- **Problem requirements**:
Collect each line of the data below that contains the string "road", and list those lines in their original order.

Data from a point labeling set
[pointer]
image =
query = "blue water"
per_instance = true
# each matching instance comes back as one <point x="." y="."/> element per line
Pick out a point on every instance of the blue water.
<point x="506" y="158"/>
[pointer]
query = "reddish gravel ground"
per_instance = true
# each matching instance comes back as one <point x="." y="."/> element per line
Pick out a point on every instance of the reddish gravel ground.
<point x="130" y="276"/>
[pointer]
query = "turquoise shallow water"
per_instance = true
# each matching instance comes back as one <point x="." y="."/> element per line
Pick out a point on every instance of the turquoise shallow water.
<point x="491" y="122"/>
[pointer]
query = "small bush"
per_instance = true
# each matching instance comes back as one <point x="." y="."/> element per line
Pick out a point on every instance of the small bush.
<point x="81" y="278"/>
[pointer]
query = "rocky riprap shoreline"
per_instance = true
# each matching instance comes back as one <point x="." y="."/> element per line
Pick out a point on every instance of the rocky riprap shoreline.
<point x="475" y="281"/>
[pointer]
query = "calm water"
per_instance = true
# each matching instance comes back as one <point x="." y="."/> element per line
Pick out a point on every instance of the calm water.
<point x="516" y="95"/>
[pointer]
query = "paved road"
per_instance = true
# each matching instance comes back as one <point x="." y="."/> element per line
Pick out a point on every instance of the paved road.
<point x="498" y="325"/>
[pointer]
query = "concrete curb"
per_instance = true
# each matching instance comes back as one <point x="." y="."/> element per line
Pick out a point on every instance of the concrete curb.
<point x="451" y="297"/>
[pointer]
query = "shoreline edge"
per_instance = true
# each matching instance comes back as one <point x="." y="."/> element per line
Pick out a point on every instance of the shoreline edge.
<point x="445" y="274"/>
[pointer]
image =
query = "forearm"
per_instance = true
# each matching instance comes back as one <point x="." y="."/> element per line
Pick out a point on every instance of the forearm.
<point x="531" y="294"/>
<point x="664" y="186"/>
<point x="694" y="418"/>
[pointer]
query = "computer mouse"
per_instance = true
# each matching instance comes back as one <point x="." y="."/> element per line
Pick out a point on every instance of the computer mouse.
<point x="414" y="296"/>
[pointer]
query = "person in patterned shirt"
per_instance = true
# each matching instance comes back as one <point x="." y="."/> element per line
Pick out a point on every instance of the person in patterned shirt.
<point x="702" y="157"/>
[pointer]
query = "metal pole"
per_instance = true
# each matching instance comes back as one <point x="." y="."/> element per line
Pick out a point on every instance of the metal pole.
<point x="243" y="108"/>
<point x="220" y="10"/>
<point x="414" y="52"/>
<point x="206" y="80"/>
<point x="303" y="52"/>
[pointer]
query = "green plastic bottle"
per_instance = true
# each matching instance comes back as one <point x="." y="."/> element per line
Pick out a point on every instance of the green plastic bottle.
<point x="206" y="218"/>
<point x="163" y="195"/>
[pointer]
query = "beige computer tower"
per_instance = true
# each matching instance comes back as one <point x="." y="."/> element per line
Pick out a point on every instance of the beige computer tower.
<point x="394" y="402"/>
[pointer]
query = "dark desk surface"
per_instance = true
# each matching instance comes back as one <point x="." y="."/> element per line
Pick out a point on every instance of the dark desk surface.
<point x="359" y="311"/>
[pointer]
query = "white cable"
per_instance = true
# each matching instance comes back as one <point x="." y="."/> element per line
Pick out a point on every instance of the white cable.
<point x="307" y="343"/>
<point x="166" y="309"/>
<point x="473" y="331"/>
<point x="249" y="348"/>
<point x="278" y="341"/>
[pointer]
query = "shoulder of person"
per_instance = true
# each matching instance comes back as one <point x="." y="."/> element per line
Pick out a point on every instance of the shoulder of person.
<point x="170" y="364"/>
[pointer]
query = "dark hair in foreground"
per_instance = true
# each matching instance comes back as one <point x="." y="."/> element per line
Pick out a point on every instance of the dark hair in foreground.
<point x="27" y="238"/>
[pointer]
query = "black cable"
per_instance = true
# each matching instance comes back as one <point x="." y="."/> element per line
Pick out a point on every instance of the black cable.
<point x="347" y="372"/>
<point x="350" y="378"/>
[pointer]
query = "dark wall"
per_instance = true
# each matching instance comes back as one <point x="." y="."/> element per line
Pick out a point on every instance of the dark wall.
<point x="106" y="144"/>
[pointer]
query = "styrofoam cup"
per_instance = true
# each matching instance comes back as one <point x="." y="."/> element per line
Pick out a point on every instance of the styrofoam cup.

- **Answer to the exercise**:
query = "paved road"
Pick out a point on every instance of the paved road.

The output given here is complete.